[Stored data entries]

+-------+

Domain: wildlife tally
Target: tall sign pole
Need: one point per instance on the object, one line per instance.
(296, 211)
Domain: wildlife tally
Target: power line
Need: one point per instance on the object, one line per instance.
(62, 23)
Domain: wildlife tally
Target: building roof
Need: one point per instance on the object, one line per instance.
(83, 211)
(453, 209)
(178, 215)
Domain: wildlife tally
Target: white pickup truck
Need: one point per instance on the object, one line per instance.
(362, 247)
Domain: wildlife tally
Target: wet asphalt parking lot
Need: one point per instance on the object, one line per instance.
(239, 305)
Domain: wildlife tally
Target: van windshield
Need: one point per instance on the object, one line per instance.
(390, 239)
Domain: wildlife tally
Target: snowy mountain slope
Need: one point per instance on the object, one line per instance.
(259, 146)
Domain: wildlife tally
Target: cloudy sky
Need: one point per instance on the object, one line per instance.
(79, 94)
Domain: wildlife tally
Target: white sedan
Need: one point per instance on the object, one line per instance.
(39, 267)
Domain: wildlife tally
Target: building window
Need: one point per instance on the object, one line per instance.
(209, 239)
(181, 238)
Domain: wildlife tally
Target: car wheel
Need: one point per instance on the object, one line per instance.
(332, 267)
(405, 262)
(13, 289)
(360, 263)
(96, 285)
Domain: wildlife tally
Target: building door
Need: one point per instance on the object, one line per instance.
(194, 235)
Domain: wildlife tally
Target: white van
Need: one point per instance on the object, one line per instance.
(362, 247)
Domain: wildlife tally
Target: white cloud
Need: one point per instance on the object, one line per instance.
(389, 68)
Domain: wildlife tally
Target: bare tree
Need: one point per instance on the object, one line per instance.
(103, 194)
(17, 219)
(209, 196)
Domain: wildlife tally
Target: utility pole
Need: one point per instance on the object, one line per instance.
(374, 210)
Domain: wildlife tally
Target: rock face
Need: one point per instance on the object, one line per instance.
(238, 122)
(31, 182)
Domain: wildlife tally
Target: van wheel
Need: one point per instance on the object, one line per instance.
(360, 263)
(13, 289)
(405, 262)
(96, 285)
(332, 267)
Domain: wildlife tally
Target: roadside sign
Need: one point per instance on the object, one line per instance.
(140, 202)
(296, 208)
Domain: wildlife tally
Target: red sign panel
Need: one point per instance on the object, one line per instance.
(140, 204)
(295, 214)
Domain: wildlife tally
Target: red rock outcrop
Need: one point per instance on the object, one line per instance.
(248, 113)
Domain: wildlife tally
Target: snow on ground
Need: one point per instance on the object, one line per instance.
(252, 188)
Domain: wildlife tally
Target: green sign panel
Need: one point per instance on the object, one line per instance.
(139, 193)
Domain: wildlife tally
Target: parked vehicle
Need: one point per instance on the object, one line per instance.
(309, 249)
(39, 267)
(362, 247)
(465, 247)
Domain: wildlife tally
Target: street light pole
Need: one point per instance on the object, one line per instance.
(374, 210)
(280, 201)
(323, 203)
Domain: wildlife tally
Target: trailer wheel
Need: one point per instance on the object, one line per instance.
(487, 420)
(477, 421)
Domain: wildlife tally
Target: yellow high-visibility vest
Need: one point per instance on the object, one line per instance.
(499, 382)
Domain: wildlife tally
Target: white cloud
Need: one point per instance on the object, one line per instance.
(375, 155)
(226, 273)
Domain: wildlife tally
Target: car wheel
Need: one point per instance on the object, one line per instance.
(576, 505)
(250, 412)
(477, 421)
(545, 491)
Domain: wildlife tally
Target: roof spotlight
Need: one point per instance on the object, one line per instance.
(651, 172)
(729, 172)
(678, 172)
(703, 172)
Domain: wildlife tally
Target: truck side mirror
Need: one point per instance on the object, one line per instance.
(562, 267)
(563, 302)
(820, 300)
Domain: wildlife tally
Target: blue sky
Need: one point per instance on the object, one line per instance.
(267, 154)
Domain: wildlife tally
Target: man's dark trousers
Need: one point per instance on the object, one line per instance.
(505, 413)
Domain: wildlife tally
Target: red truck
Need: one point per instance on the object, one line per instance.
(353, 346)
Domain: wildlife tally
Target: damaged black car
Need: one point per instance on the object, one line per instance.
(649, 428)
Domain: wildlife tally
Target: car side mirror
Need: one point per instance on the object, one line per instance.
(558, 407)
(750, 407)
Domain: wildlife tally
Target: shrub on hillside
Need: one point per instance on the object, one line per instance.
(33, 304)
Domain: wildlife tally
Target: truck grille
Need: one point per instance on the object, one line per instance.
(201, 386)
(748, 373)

+-------+

Word for word, return the entire set of entries.

Domain: wildlife tally
Target: tall sign pole
Need: one point per instance on the object, one line per instance.
(296, 211)
Domain: wildlife tally
Target: power line
Need: one point per instance on the object, one line per instance.
(62, 23)
Domain: wildlife tally
Target: building roof
Need: one point per instance on the object, one line per instance.
(83, 211)
(453, 209)
(178, 215)
Domain: wildlife tally
Target: white pickup truck
Need: one point per instance on the object, one line per instance.
(362, 247)
Domain: wildlife tally
Target: wet asphalt parking lot
Need: one point per instance on the object, one line per instance.
(239, 305)
Domain: wildlife tally
Target: van windshield
Need: one point per instance on the object, one line per instance.
(390, 239)
Domain: wildlife tally
Target: snowy mountain slope
Need: one point per instance on the object, one line per instance.
(259, 146)
Domain: wildlife tally
Target: cloudy sky
Need: one point per instance on the object, one line per instance.
(79, 94)
Domain: wildlife tally
Target: white sedan
Need: one point per instance on the object, one line per instance.
(39, 267)
Domain: wildlife tally
Target: building window
Need: one point per instance on the object, one line per instance.
(209, 239)
(181, 238)
Domain: wildlife tally
Target: car wheel
Need: one point per instance on the object, one line per instance.
(332, 267)
(405, 262)
(13, 289)
(360, 263)
(96, 285)
Domain: wildlife tally
Target: building door
Need: one point per instance on the object, one line per instance.
(194, 235)
Domain: wildlife tally
Target: white van
Need: one point per instance on the object, one line per instance.
(362, 247)
Domain: wildlife tally
Target: white cloud
Need: one point per instance on the object, one line per instance.
(389, 68)
Domain: wildlife tally
Target: bare tree
Need: one point per instance on the object, one line per instance.
(103, 194)
(17, 219)
(209, 196)
Domain: wildlife tally
Target: utility pole
Need: one point per instance on the object, one line per instance.
(374, 210)
Domain: wildlife tally
Target: rock face
Need: one point per instance on the object, one line per instance.
(238, 122)
(31, 182)
Domain: wildlife tally
Target: van wheel
Need: one point per instance on the object, one line per instance.
(360, 263)
(13, 289)
(405, 262)
(96, 285)
(332, 267)
Domain: wildlife tally
Target: roadside sign
Need: one point per instance on the object, one line per instance.
(140, 202)
(296, 208)
Domain: wildlife tally
Target: red sign panel
Need: one point per instance on the object, one line per instance.
(140, 204)
(295, 214)
Domain: wildlife tally
Target: red rock outcrop
Need: one point per instance on the object, one line per instance.
(248, 113)
Domain: wildlife tally
Target: snow on ground
Need: one point per instance on the object, one line per instance.
(252, 188)
Domain: wildlife tally
Target: green sign panel
Need: one point per instance on the object, one line per instance.
(139, 193)
Domain: wildlife tally
Target: parked vehicle
Need: one point per instance on the object, one line per instance.
(309, 249)
(39, 267)
(362, 247)
(465, 247)
Domain: wildlife tally
Target: street light pole
Need: one point per instance on the object, one line per instance.
(374, 210)
(280, 201)
(323, 203)
Domain: wildlife tally
Target: trailer wheel
Need: one point per instance on the object, one line per instance.
(487, 420)
(477, 421)
Domain: wildlife tally
Target: yellow high-visibility vest
Need: one point per instance on the object, one line per instance.
(499, 382)
Domain: wildlife tally
Target: white cloud
Need: one point per instance on the object, one line per instance.
(375, 155)
(226, 273)
Domain: wildlife tally
Target: car wheel
Need: one point per instance on the object, one line per instance.
(576, 505)
(250, 412)
(477, 421)
(545, 491)
Domain: wildlife tally
Target: roof spotlight
Need: one point per instance on the object, one line per instance.
(651, 172)
(729, 172)
(678, 172)
(703, 172)
Domain: wildlife tally
Target: truck side mirror
Need: one point per instance on the object, one line per instance.
(562, 267)
(563, 302)
(820, 300)
Domain: wildlife tally
Target: blue sky
Need: one point per instance on the object, one line per instance.
(267, 154)
Domain: wildlife tally
Target: man's dark trousers
Need: one point per instance on the object, one line per instance.
(505, 413)
Domain: wildlife tally
Target: red truck
Need: one point per instance on the object, one line per instance.
(353, 346)
Domain: wildlife tally
Target: damaged black car
Need: one point per instance on the object, one line per instance.
(649, 428)
Domain: wildlife tally
Target: car side mirror
Need: one point per instance on the object, one line per instance.
(558, 407)
(750, 407)
Domain: wildlife tally
Target: shrub on hillside
Need: one point per instance on the object, one line per instance.
(33, 304)
Domain: wildlife tally
Target: truck grille
Need: one point per instance on the object, one line per instance.
(201, 386)
(748, 373)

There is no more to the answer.